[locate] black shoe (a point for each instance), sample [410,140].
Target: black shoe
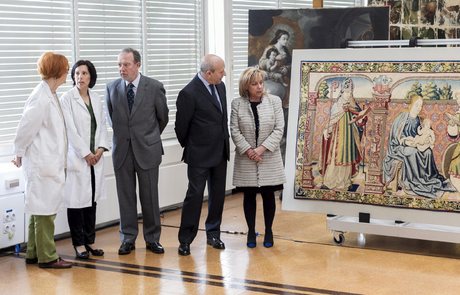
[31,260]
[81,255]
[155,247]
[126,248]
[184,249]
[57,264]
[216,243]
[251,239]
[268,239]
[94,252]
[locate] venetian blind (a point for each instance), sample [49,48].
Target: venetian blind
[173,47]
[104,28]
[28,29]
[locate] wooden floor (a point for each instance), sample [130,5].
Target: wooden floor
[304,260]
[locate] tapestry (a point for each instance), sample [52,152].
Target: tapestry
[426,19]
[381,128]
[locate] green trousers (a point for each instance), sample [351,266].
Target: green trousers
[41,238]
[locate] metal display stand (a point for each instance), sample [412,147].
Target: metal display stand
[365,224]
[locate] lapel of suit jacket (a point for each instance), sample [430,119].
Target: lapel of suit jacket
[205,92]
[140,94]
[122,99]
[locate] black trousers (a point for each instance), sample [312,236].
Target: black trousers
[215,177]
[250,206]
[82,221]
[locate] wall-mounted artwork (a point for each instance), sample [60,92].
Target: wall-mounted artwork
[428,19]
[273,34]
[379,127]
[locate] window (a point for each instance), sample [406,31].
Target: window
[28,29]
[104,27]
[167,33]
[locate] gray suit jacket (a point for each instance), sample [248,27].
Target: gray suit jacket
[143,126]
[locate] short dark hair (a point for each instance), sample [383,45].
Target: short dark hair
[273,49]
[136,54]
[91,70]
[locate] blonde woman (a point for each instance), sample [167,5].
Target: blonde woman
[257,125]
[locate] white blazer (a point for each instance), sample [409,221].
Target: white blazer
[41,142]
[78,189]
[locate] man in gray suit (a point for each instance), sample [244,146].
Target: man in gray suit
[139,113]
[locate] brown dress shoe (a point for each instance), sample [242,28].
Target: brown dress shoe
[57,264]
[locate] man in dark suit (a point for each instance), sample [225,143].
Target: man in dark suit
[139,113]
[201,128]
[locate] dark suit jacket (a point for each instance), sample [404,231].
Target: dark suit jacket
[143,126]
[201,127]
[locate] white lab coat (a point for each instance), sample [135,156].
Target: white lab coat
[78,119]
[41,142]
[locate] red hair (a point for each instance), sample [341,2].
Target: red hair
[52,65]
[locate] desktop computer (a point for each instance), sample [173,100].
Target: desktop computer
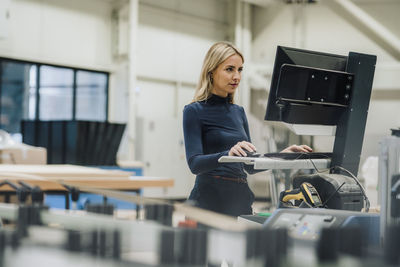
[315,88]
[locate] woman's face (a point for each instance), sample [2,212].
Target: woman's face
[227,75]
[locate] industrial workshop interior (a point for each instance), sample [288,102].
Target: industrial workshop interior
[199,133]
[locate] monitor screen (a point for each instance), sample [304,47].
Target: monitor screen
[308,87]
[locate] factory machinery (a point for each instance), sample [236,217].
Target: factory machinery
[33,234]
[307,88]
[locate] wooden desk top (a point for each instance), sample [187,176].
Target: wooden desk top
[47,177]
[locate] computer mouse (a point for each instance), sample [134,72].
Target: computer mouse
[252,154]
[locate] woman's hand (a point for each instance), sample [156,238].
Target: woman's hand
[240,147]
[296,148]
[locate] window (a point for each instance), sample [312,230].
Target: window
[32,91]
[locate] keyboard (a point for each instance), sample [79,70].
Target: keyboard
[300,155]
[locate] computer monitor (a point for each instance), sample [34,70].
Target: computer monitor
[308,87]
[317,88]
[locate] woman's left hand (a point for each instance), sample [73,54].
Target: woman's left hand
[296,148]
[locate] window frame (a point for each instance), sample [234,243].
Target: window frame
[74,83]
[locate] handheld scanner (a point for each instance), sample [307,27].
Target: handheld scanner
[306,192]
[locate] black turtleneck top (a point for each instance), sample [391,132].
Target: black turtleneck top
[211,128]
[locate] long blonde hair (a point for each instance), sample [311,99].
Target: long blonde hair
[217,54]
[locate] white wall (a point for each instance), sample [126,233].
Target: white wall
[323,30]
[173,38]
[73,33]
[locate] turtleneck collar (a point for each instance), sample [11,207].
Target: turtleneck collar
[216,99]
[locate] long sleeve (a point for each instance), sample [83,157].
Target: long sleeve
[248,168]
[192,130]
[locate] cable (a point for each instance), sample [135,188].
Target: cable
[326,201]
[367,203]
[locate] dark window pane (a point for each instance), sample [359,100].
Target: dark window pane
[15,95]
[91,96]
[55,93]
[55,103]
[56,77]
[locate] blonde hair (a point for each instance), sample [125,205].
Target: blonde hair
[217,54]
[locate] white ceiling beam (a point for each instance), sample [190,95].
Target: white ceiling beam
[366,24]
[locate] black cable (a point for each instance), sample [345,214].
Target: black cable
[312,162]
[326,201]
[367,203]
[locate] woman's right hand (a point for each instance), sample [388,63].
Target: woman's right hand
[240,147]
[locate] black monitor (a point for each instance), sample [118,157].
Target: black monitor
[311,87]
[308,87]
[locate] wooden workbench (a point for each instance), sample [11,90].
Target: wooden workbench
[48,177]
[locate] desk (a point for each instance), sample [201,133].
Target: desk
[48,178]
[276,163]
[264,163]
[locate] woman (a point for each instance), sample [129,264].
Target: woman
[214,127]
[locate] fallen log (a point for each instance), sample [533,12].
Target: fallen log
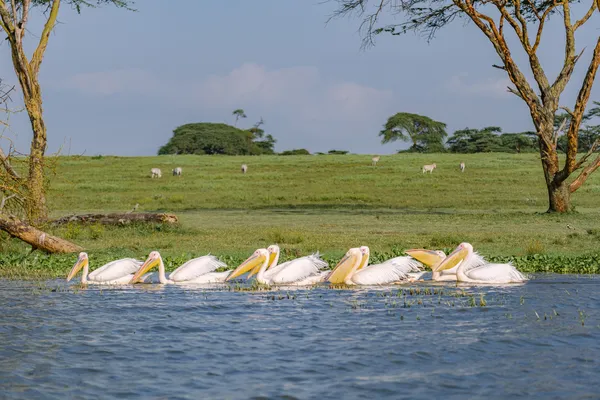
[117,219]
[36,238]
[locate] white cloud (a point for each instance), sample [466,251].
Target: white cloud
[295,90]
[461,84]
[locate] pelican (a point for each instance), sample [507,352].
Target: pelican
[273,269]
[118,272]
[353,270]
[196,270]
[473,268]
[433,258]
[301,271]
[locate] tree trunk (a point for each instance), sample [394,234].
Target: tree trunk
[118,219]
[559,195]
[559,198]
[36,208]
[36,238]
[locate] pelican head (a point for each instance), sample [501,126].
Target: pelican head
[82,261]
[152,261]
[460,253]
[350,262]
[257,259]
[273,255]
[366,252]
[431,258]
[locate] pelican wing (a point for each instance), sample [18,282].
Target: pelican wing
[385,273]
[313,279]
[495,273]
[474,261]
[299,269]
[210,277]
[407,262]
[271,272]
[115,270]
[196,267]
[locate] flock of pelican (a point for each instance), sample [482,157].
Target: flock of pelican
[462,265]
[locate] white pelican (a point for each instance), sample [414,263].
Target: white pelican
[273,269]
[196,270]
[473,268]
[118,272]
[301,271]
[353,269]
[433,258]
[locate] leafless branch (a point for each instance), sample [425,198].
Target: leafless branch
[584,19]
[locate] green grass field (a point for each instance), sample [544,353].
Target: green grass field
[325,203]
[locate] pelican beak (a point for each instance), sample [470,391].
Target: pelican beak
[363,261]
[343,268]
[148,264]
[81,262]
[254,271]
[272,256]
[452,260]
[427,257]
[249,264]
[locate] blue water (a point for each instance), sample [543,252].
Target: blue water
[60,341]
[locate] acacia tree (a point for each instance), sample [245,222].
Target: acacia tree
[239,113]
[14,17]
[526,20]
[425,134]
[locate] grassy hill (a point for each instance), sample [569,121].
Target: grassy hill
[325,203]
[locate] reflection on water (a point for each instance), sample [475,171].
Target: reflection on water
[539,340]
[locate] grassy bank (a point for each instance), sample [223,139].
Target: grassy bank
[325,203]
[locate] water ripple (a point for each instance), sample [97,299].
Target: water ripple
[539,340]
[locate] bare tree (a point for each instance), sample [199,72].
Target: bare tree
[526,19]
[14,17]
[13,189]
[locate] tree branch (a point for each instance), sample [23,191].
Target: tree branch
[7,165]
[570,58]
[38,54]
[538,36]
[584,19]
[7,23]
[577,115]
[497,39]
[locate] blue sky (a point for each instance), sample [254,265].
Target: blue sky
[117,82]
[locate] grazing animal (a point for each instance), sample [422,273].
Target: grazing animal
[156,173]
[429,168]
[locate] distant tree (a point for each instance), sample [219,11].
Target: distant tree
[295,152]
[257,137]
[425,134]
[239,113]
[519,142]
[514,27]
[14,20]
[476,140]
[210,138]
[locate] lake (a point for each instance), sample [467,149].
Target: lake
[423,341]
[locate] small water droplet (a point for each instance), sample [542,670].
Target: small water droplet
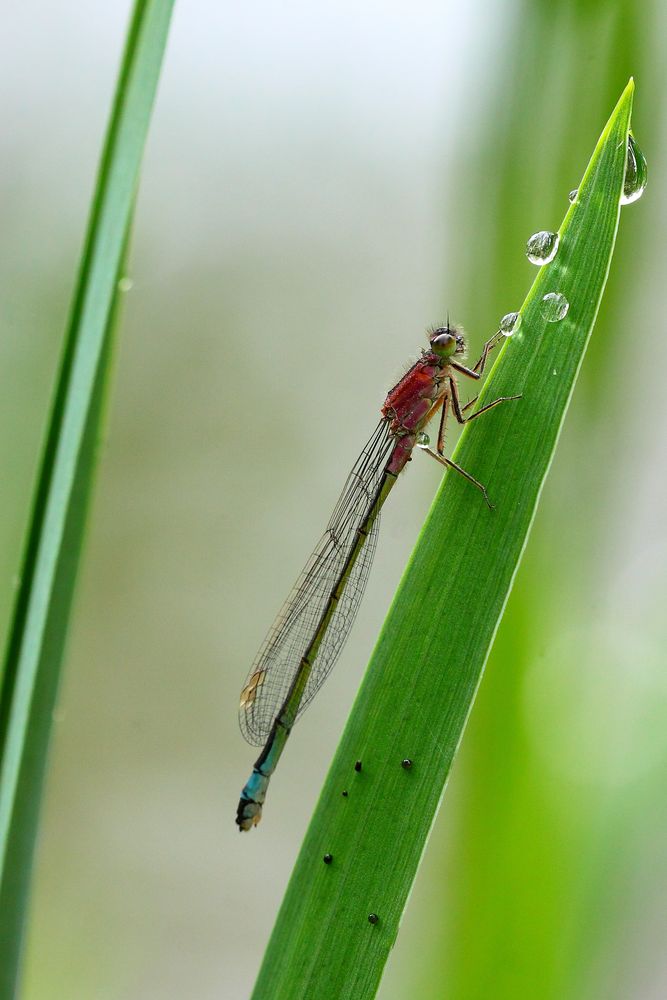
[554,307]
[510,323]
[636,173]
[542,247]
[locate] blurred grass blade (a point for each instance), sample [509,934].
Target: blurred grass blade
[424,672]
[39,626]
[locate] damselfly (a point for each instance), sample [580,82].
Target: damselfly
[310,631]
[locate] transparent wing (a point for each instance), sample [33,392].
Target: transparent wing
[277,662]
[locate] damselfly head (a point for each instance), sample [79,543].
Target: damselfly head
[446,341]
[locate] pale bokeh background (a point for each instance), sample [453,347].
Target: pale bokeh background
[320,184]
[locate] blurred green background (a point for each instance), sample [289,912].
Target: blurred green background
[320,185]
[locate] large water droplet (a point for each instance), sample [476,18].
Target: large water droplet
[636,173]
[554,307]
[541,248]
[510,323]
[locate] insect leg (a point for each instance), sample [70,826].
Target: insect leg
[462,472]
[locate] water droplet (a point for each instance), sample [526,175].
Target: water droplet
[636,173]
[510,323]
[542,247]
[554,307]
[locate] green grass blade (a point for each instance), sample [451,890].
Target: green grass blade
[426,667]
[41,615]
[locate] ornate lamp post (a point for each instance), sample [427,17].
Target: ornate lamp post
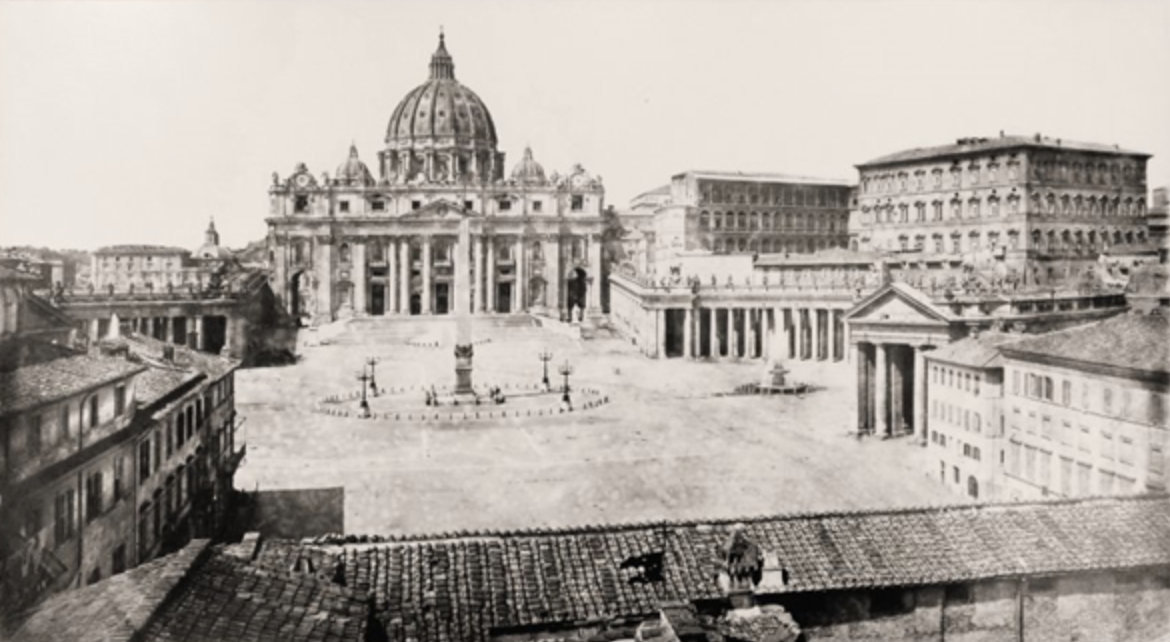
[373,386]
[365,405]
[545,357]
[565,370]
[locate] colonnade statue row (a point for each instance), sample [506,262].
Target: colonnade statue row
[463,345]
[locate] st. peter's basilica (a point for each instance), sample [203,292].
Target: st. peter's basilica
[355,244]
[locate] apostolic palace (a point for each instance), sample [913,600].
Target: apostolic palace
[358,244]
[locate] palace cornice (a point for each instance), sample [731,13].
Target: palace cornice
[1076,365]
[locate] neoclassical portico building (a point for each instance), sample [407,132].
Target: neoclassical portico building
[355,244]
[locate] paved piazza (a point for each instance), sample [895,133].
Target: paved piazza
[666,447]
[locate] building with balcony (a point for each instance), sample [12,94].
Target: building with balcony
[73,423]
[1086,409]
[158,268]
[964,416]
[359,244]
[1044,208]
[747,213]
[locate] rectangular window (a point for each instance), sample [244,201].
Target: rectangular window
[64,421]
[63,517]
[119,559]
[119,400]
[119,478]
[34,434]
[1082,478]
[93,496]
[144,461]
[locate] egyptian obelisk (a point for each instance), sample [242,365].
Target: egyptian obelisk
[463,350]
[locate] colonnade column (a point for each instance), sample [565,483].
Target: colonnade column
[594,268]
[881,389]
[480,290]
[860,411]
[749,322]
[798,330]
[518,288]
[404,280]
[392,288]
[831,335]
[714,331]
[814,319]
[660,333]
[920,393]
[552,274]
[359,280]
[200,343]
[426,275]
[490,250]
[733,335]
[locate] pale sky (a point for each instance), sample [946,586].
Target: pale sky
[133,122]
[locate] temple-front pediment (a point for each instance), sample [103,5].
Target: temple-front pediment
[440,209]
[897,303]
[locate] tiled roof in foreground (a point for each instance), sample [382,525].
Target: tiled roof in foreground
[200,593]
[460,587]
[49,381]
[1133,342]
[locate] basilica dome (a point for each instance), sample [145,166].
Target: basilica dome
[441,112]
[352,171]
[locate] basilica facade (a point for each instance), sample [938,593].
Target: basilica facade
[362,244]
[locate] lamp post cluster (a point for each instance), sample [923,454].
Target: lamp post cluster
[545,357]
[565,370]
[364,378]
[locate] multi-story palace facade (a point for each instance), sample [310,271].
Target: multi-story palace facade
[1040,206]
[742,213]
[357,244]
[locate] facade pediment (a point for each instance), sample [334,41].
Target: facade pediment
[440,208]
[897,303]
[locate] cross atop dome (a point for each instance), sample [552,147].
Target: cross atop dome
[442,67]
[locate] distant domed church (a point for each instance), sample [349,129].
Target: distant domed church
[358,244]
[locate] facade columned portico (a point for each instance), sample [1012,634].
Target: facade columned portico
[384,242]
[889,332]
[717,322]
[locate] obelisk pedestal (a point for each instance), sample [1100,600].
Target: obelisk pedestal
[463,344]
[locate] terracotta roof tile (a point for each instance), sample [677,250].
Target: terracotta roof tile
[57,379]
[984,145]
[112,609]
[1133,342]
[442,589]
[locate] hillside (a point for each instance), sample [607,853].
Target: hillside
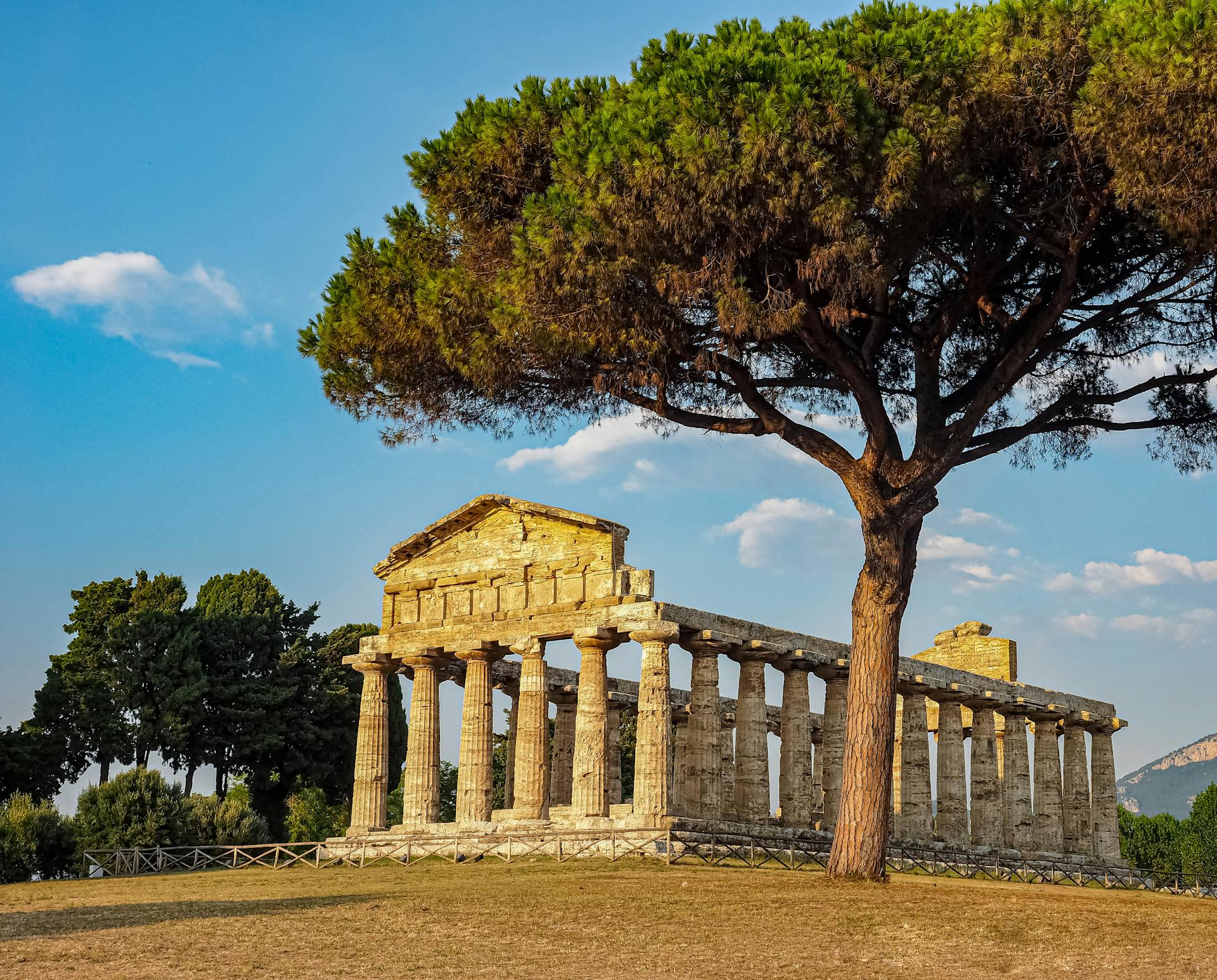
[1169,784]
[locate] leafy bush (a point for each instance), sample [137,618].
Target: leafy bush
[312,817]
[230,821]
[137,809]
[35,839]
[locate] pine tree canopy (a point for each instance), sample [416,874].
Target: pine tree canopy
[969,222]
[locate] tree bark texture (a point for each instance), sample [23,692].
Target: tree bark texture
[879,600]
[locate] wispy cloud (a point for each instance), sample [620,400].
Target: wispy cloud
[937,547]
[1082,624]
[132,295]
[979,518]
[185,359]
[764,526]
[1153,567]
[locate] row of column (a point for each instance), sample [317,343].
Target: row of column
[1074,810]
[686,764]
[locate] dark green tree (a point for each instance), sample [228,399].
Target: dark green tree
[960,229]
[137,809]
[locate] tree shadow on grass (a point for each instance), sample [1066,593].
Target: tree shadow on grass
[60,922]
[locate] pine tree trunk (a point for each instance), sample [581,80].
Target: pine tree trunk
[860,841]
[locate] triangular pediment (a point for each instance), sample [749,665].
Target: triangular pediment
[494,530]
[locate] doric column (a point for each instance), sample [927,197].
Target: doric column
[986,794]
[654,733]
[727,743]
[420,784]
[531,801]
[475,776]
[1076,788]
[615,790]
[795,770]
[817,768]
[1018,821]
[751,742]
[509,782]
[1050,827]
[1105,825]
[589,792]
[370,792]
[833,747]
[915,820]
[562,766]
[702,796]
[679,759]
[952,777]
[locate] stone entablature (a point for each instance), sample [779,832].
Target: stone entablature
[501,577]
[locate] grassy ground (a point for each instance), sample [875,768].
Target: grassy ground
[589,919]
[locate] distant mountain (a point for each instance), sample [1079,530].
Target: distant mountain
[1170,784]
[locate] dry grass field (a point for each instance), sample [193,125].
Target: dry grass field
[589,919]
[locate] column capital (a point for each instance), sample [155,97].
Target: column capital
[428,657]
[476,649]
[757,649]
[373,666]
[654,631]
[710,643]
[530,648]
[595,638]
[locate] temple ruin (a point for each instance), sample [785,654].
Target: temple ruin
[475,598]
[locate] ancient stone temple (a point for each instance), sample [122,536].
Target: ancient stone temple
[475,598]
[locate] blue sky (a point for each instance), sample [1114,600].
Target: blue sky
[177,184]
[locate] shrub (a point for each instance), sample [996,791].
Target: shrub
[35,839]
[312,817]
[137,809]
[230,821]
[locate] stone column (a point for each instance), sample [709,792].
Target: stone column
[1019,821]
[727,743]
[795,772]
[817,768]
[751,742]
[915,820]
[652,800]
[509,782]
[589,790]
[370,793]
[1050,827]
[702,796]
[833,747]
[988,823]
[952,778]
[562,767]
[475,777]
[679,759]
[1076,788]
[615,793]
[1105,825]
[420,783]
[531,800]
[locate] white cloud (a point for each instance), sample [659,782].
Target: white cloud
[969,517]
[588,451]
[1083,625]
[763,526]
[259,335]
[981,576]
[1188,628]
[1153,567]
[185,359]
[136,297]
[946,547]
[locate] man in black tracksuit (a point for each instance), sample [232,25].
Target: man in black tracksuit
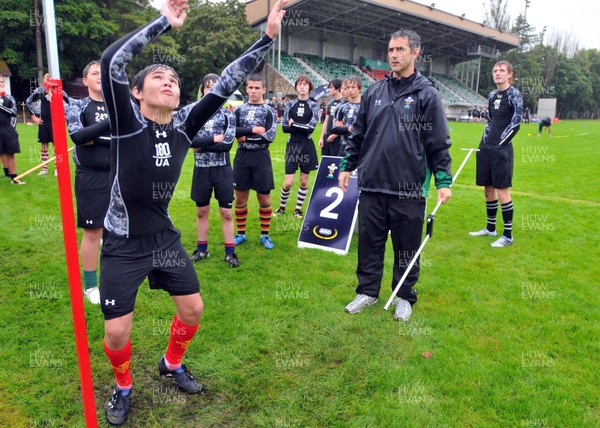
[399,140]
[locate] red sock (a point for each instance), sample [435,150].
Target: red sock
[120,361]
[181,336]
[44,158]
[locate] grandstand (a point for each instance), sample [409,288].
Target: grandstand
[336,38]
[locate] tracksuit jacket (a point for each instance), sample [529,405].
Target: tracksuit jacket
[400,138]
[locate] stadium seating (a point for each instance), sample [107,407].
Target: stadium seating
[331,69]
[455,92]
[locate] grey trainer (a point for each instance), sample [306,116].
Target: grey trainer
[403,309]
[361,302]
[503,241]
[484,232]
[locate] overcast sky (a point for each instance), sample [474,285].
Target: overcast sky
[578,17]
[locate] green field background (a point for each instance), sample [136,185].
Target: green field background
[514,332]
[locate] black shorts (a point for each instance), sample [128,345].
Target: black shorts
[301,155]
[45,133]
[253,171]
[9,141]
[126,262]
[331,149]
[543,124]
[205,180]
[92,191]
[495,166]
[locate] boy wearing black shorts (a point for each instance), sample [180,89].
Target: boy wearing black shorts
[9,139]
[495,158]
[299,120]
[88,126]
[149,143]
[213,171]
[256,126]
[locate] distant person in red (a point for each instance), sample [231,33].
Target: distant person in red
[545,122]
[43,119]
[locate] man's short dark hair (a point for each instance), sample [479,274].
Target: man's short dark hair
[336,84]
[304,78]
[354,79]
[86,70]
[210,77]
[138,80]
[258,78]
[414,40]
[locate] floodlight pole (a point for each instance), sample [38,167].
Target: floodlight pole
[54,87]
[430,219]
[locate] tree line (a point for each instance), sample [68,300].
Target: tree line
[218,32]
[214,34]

━━━

# GIVEN TASK
Repeat exactly the lines above, from the line containing "[locate] man in black" through the last line of the records, inclusive; omit any pictures.

# ANSWER TO THE EXERCISE
[locate] man in black tracksuit (a point for each instance), sample [232,25].
Target: man in black tracksuit
[399,140]
[locate] red sock (a point for each instance), sample [435,150].
Target: red sock
[120,361]
[181,336]
[44,158]
[locate] grandstand (a point for each instance), sample [409,288].
Target: grandstand
[336,38]
[locate] tracksuit jacket (a point for each instance), sample [529,405].
Target: tracksuit jacket
[400,138]
[locate] stadium seating (a point for each instance), sample [107,407].
Target: stadium seating
[331,69]
[455,92]
[locate] grey trainer (a point for each instance), sample [306,116].
Target: grey trainer
[403,309]
[361,302]
[503,241]
[484,232]
[locate] overcast sky (a point for each instance), sample [474,285].
Target: overcast sky
[578,17]
[locate] green field background (a point for each instance), sample [136,185].
Target: green field background
[514,332]
[locate] black shorts (a point for each instance), sample [128,345].
Target: black shorts
[301,155]
[45,133]
[253,171]
[9,141]
[126,262]
[331,149]
[543,124]
[205,180]
[92,191]
[495,166]
[locate] boy wearing black shorts (a point for each instance), sample [180,89].
Target: boy wearing black shorts
[9,139]
[495,158]
[299,120]
[88,126]
[149,143]
[213,171]
[256,126]
[locate] distant person in red (a point for each instance), sample [231,33].
Target: distant person in red
[545,122]
[43,119]
[locate] man's short dark hair (a point for each instance), sample [479,274].
Target: man's short dark hair
[336,84]
[304,78]
[354,79]
[86,70]
[210,77]
[138,80]
[258,78]
[414,40]
[locate] floodlight pole (a point for each instance), sample [38,167].
Target: floodlight pole
[54,87]
[430,219]
[locate] tree line (a point for each instance), sample [68,300].
Target: tree line
[218,32]
[214,34]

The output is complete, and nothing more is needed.